**WORK REQUEST**: In the article on the updated resistance training guidelines, what weekly set range per muscle group is recommended for hypertrophy?

**EXCERPT TO READ**:
The American College of Sports Medicine dropped its updated resistance training guidelines in April 2026 — the first major revision since 2016. Ten years of research on hypertrophy, strength, and muscular longevity have shifted the consensus on several key variables.
Here's what actually changed, and what it means for how you train.
Weekly Volume: More Flexible Than Before
The old 2-4 sets per muscle per session framing is replaced by a weekly volume target: 10 to 20 sets per muscle group per week for hypertrophy. The wide range acknowledges individual variation in recovery and volume tolerance.
Spread that across 2 to 4 sessions as you prefer. The emphasis is on weekly consistency, not a fixed session structure. Four sessions of 4 sets equals two sessions of 8 sets, assuming equivalent intensity.
Training to Failure: Rehabilitated With Nuance
Previous guidelines discouraged training to failure for beginners and limited it sharply for intermediates. The 2026 update clarifies: stopping 1-3 reps from failure (RIR: Reps in Reserve) produces equivalent hypertrophy with less central fatigue than full failure.
For advanced lifters, failure is validated as a tactical tool on the last sets of isolation exercises. It remains discouraged on compound movements (squat, deadlift) for safety reasons.
Rest Periods: Longer for Strength
New explicit recommendation: 3-5 minute rest intervals are preferred over 1-2 minute rests for maximal strength goals (1RM, 3RM). For hypertrophy, 2-3 minutes remain recommended.
This validates what advanced practice already knew: short rests limit neuromuscular recovery, reduce loads on subsequent sets, and decrease total mechanical stimulus.

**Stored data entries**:
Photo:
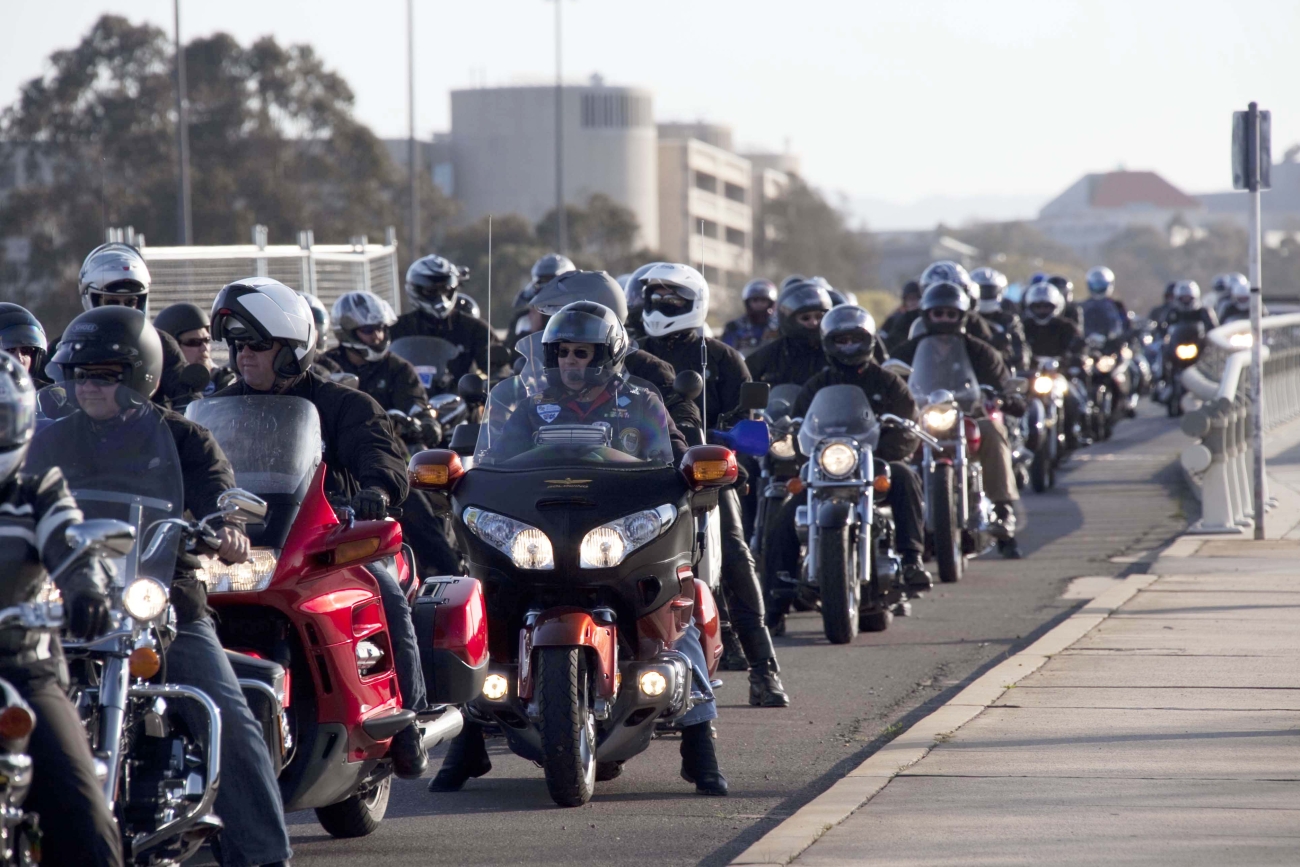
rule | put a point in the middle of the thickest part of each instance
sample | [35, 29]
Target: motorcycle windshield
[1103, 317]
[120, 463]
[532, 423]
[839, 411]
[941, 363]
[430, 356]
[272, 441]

**OUTPUT BELOW**: 10 to 20 sets per muscle group per week.